### SOURCE
· · ·

Going Beyond “That was fun”: Measuring Writing Motivation



measurement, motivation, secondary school students, writing, writing analytics


  • Aim:  The use of validated measures of writing motivation is imperative to improving our understanding and development of interventions to improve student writing utilizing motivation as a mechanism.  One of the most important malleable factors involved in improving student writing is motivation, particularly for secondary school students.  This research note systematically examines the measures of writing motivation for students in grades 4–12 used by researchers over the last ten years and summarizes their psychometric and measurement properties to the extent provided in the underlying literature. This collection of measures and their properties and features is designed to make researchers more aware of the various options and to point out the need for additional measures.

· · ·

### DATA EXCERPTS
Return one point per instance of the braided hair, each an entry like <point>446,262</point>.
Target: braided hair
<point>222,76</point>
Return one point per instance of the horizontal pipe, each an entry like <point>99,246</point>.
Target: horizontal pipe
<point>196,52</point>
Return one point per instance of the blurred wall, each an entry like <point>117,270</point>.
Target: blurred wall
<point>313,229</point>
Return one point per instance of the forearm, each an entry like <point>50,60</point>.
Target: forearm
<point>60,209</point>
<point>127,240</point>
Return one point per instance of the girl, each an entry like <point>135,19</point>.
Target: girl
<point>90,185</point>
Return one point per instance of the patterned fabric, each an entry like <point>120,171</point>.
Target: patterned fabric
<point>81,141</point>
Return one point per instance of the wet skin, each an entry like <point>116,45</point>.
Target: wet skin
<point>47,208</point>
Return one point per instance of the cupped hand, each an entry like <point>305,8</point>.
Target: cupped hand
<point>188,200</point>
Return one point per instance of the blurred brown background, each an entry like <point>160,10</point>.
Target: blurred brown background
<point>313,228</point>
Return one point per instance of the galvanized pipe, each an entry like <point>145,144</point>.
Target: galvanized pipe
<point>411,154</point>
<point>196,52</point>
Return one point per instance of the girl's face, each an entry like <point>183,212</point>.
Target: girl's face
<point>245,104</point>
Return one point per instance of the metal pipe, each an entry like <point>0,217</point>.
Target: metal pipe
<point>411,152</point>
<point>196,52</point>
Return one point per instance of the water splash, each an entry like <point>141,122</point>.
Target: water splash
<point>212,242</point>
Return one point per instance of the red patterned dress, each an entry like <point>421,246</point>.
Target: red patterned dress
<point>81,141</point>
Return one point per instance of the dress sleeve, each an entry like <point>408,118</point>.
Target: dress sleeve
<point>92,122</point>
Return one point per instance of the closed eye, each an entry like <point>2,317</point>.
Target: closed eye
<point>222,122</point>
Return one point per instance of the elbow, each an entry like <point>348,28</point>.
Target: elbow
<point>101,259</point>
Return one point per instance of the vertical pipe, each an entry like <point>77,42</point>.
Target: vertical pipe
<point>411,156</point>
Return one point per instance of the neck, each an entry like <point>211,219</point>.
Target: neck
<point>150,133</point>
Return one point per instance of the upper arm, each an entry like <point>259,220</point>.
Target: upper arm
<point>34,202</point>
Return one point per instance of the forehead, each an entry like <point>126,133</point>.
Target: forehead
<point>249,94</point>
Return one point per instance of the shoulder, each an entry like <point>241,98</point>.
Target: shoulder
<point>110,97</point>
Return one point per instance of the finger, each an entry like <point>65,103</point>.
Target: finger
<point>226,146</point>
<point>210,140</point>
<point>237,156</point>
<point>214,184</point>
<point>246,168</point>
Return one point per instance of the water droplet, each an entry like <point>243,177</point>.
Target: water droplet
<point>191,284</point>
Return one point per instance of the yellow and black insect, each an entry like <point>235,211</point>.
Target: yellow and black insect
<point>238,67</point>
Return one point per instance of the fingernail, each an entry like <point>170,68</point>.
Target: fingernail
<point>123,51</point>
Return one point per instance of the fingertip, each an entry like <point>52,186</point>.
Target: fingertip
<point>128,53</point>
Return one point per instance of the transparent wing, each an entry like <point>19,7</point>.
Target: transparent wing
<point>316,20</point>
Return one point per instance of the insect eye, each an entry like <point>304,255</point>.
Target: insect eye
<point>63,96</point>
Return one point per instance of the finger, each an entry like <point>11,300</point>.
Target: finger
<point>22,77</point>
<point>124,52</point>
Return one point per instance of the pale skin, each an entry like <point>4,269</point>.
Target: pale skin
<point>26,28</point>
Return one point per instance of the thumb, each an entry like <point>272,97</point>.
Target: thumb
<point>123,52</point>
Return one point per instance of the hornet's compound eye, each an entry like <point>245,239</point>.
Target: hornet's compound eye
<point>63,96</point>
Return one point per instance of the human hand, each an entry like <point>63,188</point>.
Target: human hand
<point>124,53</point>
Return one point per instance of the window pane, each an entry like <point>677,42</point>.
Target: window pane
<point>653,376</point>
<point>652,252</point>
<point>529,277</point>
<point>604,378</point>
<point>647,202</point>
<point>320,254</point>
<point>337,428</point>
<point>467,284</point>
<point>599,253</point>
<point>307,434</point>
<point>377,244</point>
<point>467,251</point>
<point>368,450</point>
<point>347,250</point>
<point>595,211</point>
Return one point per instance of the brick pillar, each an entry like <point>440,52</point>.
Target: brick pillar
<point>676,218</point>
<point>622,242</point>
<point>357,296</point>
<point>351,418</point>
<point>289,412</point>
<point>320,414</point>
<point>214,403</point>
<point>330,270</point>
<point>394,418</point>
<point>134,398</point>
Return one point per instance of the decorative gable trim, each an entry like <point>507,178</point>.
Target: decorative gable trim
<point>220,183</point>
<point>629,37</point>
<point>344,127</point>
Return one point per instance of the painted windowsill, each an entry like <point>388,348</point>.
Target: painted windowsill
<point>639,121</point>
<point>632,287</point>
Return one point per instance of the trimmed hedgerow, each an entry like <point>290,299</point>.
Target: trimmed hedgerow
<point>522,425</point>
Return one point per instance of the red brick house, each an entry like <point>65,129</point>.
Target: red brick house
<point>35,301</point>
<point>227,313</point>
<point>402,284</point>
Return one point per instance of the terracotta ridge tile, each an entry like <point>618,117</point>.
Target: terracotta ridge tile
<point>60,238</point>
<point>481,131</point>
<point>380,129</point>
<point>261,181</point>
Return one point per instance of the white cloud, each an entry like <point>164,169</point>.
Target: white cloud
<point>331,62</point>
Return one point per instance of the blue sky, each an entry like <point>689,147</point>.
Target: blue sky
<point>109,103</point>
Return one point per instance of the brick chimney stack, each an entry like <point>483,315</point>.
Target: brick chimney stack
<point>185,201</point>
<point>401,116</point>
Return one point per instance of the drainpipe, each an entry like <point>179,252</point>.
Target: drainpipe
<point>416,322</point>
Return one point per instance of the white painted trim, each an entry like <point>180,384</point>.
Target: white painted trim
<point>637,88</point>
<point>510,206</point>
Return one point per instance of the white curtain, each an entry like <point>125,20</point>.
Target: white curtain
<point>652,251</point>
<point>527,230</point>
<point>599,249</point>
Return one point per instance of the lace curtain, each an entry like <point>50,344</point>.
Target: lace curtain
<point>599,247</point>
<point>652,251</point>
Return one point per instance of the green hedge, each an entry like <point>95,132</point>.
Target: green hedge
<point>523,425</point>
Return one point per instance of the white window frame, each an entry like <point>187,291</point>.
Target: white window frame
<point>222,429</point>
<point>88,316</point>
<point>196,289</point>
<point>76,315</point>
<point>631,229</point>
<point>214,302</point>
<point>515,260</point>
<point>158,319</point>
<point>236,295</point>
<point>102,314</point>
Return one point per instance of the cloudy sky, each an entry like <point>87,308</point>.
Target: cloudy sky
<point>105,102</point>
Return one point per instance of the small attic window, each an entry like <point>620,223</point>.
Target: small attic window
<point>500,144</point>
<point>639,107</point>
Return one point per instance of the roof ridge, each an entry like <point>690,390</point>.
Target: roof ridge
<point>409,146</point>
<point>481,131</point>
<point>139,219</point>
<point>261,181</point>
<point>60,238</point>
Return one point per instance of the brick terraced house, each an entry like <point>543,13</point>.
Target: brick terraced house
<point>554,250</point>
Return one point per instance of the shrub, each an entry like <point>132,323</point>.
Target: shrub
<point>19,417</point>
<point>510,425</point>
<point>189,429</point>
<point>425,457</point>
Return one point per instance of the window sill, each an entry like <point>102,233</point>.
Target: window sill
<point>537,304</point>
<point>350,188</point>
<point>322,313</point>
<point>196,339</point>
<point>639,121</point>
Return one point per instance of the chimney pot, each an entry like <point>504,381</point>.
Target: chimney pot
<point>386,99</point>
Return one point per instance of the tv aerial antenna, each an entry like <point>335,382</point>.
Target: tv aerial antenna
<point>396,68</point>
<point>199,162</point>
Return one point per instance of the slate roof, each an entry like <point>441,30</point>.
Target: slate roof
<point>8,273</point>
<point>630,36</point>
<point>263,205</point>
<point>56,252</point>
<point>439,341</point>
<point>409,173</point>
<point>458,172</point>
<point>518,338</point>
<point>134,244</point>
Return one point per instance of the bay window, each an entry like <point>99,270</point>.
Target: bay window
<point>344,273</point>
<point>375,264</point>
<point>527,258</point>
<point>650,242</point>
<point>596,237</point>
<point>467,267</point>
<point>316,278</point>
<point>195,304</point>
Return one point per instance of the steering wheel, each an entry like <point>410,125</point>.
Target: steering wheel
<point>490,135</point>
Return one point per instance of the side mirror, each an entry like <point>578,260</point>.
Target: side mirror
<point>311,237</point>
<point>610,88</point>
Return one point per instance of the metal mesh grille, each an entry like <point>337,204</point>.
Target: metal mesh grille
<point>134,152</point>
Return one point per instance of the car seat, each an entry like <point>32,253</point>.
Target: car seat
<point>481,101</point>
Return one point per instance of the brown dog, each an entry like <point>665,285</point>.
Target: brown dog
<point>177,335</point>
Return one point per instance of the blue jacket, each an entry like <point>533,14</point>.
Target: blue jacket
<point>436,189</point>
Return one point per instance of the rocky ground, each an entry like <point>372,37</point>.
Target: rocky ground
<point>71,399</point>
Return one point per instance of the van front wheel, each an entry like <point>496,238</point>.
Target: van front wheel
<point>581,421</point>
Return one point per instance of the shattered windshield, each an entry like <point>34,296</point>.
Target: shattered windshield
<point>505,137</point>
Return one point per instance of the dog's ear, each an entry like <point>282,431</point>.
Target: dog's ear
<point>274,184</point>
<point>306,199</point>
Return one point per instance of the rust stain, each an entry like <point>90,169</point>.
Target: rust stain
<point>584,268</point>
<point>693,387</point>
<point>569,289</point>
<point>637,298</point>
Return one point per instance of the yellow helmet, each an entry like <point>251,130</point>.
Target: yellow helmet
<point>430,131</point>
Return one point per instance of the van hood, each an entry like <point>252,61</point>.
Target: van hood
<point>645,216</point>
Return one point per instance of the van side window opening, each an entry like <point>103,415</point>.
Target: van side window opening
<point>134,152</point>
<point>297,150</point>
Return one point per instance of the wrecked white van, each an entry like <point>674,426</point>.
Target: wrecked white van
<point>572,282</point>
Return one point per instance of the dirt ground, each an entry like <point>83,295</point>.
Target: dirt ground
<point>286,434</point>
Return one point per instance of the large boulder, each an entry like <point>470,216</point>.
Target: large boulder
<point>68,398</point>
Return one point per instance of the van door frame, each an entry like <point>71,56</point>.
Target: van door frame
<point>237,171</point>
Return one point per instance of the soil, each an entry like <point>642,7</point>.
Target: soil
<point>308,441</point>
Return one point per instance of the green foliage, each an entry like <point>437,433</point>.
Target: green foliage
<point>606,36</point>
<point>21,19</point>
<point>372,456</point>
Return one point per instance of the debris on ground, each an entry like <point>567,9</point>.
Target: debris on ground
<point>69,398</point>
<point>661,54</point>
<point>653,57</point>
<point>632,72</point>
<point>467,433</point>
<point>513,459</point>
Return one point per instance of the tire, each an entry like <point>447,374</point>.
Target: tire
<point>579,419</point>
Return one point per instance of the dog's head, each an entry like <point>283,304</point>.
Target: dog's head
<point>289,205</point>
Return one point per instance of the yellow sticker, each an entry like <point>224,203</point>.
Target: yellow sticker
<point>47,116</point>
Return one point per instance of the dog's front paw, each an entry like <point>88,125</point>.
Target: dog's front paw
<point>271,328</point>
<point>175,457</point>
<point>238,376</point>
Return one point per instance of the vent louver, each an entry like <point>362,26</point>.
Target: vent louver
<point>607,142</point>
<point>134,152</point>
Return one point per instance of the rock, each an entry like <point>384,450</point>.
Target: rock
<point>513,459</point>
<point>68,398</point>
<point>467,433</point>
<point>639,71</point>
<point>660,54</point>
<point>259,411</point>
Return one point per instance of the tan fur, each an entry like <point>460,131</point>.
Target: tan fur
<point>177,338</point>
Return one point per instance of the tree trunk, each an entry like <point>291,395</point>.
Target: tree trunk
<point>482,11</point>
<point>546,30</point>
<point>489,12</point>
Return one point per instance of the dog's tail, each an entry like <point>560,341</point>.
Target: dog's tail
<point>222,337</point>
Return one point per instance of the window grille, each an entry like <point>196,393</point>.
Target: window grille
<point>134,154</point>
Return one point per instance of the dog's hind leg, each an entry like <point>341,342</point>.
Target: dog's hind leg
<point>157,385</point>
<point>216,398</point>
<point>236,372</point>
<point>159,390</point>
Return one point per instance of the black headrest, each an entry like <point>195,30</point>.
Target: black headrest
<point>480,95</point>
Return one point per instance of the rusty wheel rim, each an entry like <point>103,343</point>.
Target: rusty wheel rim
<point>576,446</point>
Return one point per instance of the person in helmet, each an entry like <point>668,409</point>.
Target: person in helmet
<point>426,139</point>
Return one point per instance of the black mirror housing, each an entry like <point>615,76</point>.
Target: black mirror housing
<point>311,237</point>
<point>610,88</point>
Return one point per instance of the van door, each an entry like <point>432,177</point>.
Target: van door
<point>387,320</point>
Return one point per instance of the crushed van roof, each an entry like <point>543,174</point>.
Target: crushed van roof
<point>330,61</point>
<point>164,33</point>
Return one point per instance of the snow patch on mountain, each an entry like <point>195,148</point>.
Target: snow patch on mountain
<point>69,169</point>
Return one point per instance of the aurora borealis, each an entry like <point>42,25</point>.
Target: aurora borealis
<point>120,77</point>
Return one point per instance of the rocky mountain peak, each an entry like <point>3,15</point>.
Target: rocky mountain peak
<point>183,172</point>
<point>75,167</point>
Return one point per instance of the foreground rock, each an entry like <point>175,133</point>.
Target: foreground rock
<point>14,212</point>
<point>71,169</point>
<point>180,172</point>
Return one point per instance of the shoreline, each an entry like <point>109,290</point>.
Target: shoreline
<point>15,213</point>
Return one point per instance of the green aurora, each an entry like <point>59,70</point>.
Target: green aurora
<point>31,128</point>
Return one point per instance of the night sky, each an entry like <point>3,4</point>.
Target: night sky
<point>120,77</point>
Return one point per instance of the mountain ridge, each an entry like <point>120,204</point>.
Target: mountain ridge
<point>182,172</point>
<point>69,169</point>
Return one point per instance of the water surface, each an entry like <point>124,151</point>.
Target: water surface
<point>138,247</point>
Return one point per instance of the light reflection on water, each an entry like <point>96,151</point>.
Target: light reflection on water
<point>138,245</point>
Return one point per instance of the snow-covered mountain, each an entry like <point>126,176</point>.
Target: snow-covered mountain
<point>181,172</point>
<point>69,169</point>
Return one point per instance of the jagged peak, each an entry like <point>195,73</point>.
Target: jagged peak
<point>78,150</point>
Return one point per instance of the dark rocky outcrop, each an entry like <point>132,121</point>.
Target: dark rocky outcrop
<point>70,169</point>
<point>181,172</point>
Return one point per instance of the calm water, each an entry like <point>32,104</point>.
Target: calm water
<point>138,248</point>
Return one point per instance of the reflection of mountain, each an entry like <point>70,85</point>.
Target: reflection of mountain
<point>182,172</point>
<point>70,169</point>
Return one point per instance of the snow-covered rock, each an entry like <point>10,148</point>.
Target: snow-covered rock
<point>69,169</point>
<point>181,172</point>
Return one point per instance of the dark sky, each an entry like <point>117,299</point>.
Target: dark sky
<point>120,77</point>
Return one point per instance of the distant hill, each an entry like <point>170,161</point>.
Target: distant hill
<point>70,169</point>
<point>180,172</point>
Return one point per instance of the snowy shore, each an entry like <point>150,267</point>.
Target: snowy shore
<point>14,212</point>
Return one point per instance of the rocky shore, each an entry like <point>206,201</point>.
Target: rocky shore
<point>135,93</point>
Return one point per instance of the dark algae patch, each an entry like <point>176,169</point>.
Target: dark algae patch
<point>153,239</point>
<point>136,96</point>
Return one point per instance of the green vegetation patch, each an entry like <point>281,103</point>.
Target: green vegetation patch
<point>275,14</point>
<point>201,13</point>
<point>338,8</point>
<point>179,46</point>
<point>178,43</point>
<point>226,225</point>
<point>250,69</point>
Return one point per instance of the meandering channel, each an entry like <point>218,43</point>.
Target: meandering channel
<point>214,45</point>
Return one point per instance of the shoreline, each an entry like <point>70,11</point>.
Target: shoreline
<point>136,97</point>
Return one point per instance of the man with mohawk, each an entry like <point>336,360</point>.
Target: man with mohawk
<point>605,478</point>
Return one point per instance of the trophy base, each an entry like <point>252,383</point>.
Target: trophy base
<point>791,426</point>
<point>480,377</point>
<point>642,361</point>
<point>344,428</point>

· · ·

### EXERCISE REQUIREMENTS
A - From the text on measuring writing motivation, write out the passage between "measurement, motivation, secondary" and "for additional measures.", inclusive.
B - According to the text on measuring writing motivation, students in which grades are the examined measures for?
C - Decide whether each statement agrees with the text on measuring writing motivation, giving yes or no and the words of the text that decide it.
(i) The measures examined are those researchers used over the last ten years.
(ii) Motivation is presented as a factor in student writing that cannot be changed.
(iii) The note says it examines the measures systematically.

### EXPECTED ANSWERS
A -
measurement, motivation, secondary school students, writing, writing analytics


  • Aim:  The use of validated measures of writing motivation is imperative to improving our understanding and development of interventions to improve student writing utilizing motivation as a mechanism.  One of the most important malleable factors involved in improving student writing is motivation, particularly for secondary school students.  This research note systematically examines the measures of writing motivation for students in grades 4–12 used by researchers over the last ten years and summarizes their psychometric and measurement properties to the extent provided in the underlying literature. This collection of measures and their properties and features is designed to make researchers more aware of the various options and to point out the need for additional measures.

B - Grades 4–12.

C -
(i) Yes: "used by researchers over the last ten years"
(ii) No: "One of the most important malleable factors involved in improving student writing is motivation"
(iii) Yes: "This research note systematically examines the measures of writing motivation"